• _Pokazane wpisy_:
##########
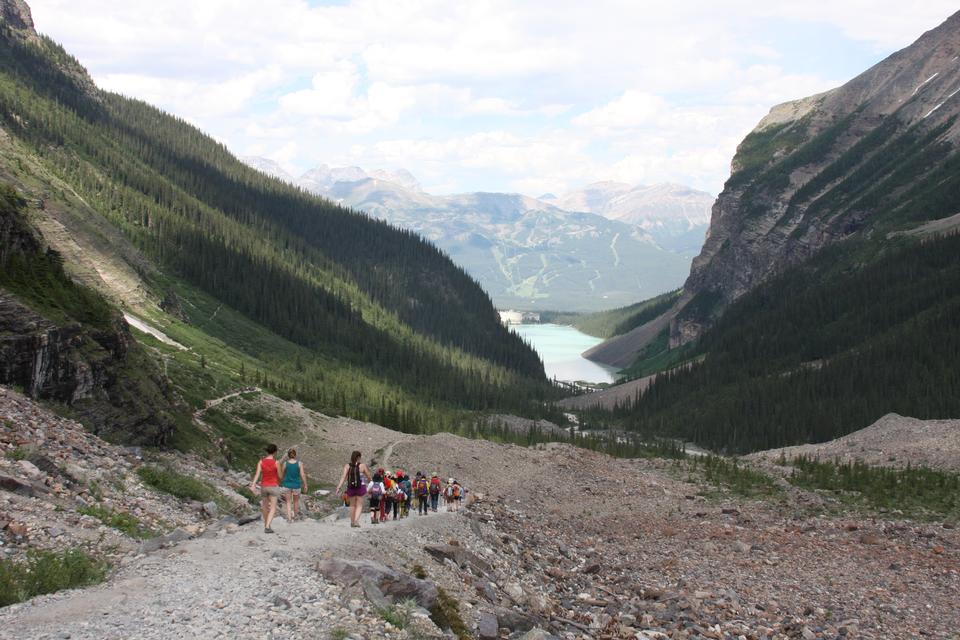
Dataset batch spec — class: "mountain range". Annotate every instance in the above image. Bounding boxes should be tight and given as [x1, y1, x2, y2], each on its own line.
[238, 157, 713, 311]
[0, 0, 557, 452]
[587, 7, 960, 451]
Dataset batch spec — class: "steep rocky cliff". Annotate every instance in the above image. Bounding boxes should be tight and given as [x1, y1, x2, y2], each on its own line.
[0, 187, 179, 445]
[671, 7, 960, 346]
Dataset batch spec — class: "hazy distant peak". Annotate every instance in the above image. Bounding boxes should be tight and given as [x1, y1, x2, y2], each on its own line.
[240, 156, 297, 184]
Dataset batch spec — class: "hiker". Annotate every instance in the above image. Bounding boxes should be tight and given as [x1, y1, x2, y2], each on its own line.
[380, 469, 397, 522]
[280, 449, 307, 522]
[334, 451, 370, 527]
[250, 444, 283, 533]
[400, 471, 413, 518]
[367, 470, 384, 524]
[443, 478, 453, 512]
[416, 471, 430, 516]
[453, 478, 463, 511]
[393, 480, 407, 520]
[430, 471, 440, 512]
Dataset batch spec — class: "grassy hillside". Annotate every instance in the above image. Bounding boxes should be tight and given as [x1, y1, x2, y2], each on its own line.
[540, 290, 680, 338]
[0, 24, 554, 450]
[588, 235, 960, 452]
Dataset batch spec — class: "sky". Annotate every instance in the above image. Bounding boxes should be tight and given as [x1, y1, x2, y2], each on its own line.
[28, 0, 956, 196]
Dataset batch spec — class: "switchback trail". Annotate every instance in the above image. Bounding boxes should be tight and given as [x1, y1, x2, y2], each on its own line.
[0, 512, 457, 640]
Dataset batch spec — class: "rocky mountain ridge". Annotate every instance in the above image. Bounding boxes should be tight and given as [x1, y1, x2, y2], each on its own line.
[671, 7, 960, 345]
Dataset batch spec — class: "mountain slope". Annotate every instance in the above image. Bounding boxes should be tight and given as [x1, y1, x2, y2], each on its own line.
[247, 158, 703, 310]
[0, 0, 549, 448]
[572, 8, 960, 452]
[545, 182, 714, 256]
[672, 8, 960, 343]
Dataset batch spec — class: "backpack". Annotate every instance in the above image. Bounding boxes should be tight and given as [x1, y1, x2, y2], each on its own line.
[347, 464, 363, 489]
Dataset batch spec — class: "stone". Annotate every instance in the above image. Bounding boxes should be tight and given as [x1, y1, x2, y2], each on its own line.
[520, 627, 560, 640]
[423, 544, 493, 573]
[317, 558, 437, 609]
[17, 460, 46, 480]
[503, 582, 524, 603]
[496, 607, 540, 632]
[0, 472, 45, 498]
[237, 512, 260, 527]
[477, 611, 500, 640]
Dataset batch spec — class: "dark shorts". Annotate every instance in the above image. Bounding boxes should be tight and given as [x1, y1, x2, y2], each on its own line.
[347, 486, 367, 498]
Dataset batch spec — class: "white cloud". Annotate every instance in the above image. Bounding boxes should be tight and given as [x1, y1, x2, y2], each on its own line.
[31, 0, 956, 192]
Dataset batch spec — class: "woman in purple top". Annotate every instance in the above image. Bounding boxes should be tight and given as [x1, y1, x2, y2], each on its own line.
[334, 451, 372, 527]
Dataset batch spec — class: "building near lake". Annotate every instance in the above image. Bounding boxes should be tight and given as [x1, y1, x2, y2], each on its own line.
[497, 309, 540, 325]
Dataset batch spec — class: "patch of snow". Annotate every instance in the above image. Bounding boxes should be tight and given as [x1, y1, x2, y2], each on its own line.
[123, 313, 189, 351]
[923, 102, 943, 118]
[910, 71, 940, 98]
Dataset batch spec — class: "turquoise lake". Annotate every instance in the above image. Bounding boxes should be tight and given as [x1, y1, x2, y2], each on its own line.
[510, 324, 617, 382]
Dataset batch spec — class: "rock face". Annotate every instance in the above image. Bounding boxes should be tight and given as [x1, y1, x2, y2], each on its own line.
[671, 7, 960, 346]
[0, 192, 177, 445]
[0, 0, 33, 31]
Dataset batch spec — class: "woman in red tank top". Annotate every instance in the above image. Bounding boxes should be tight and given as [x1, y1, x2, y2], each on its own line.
[250, 444, 283, 533]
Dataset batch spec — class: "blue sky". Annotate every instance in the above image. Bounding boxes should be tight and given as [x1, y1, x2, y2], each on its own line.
[31, 0, 956, 196]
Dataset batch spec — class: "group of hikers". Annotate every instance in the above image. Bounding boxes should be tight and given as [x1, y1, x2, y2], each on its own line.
[334, 451, 466, 527]
[250, 444, 466, 533]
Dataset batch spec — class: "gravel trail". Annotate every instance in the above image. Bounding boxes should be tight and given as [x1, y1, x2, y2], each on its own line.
[0, 513, 456, 640]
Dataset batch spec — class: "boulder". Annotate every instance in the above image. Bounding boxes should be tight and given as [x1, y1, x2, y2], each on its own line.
[0, 472, 47, 498]
[317, 558, 437, 609]
[477, 612, 500, 640]
[520, 627, 560, 640]
[423, 544, 493, 573]
[137, 527, 193, 554]
[496, 607, 541, 633]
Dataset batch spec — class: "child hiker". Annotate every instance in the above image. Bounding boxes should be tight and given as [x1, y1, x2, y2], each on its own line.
[280, 449, 307, 522]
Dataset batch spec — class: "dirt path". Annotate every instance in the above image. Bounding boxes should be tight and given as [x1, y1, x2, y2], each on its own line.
[0, 513, 457, 640]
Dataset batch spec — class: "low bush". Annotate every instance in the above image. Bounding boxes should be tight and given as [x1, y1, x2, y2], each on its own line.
[686, 455, 781, 498]
[137, 465, 231, 510]
[77, 505, 156, 540]
[0, 549, 110, 607]
[781, 456, 960, 518]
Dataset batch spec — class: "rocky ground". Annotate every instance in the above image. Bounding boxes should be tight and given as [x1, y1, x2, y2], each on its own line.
[750, 413, 960, 471]
[0, 384, 960, 640]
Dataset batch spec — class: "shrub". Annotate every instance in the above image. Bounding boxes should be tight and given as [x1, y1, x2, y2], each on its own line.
[137, 465, 231, 510]
[430, 587, 473, 640]
[0, 549, 110, 607]
[77, 505, 155, 540]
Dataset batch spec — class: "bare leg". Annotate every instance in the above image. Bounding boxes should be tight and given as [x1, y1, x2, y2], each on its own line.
[266, 496, 277, 529]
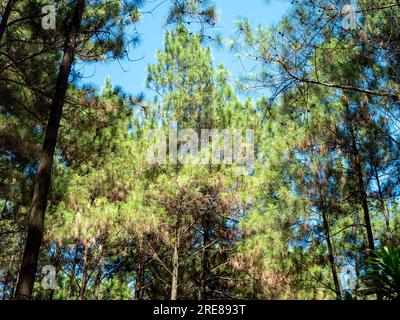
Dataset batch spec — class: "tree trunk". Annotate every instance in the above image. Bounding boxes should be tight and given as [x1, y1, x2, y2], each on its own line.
[79, 241, 89, 300]
[350, 129, 375, 250]
[1, 255, 14, 300]
[373, 164, 392, 240]
[67, 241, 78, 300]
[322, 204, 342, 299]
[94, 245, 104, 300]
[199, 211, 210, 300]
[0, 0, 15, 43]
[15, 0, 85, 299]
[346, 106, 375, 250]
[135, 262, 143, 300]
[171, 244, 179, 300]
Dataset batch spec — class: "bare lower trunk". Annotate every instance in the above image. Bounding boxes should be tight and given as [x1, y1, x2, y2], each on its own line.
[135, 263, 143, 300]
[79, 242, 89, 300]
[0, 0, 15, 43]
[322, 206, 342, 299]
[67, 241, 78, 300]
[1, 255, 14, 300]
[347, 107, 375, 250]
[373, 165, 392, 240]
[199, 212, 210, 300]
[171, 245, 179, 300]
[15, 0, 85, 299]
[94, 245, 104, 300]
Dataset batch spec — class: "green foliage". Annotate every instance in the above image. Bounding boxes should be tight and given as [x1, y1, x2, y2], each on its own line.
[361, 244, 400, 300]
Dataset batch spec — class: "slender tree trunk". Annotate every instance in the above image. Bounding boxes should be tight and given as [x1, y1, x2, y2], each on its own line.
[79, 241, 89, 300]
[373, 164, 392, 239]
[135, 262, 143, 300]
[49, 243, 62, 300]
[346, 106, 375, 250]
[321, 204, 342, 299]
[171, 244, 179, 300]
[1, 255, 14, 300]
[0, 0, 15, 43]
[199, 211, 210, 300]
[350, 129, 375, 250]
[94, 245, 104, 300]
[15, 0, 85, 299]
[67, 241, 78, 300]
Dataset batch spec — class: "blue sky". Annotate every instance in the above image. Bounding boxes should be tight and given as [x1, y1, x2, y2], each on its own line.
[77, 0, 290, 94]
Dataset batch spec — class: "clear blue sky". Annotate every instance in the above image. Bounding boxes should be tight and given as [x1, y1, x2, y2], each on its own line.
[77, 0, 290, 97]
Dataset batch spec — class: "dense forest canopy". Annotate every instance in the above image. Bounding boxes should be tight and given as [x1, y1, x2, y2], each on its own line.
[0, 0, 400, 300]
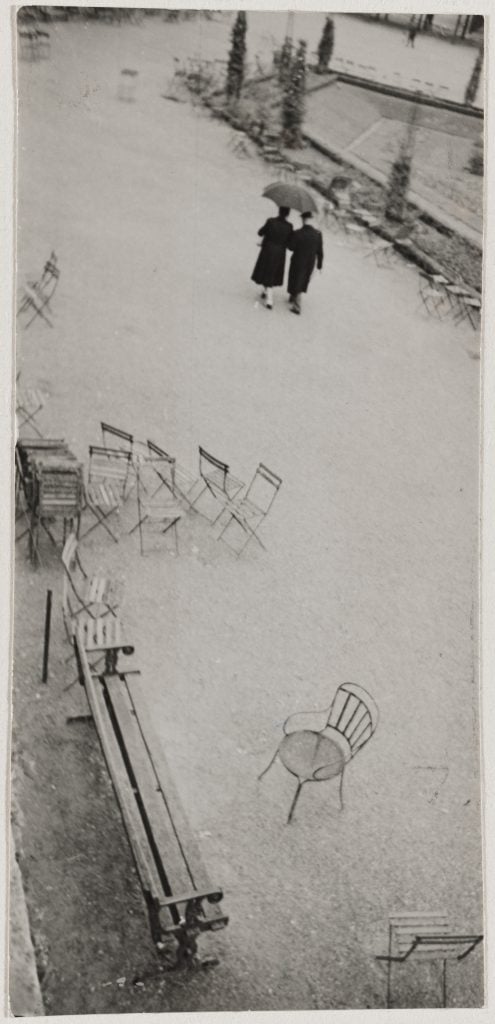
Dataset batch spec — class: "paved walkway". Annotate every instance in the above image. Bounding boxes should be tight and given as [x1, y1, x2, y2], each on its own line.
[18, 25, 482, 1013]
[237, 11, 483, 106]
[9, 843, 44, 1017]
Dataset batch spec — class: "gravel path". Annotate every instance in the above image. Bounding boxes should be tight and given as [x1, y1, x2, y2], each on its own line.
[18, 24, 482, 1013]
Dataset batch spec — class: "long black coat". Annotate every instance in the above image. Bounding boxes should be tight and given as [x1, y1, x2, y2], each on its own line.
[251, 217, 292, 288]
[287, 224, 323, 295]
##########
Wypisz bez zmian wiersze od początku wpisów do wiersza zawierającego „[240, 156, 297, 184]” włącznie. Obrazy pomiń.

• _Odpowiedź pisemna_:
Dataset batch spec — class: "mountain range". Annotate every instance in the above image. Bounding boxes should be tight and given as [x1, y1, x2, y2], each on its own line.
[238, 157, 713, 311]
[0, 0, 557, 452]
[587, 7, 960, 451]
Dataset batch spec — class: "steep rocky cliff". Annotate every instance in the above image. Bounding boxes should be tight and given as [x1, y1, x2, y2], each on its own line.
[0, 187, 179, 445]
[671, 7, 960, 346]
Dataset batch spec — class: "hazy distant peak". Annotate every instance in the above image. Bounding boxes should be tight and given as [x1, y1, x2, y2], each on its own line.
[240, 156, 297, 184]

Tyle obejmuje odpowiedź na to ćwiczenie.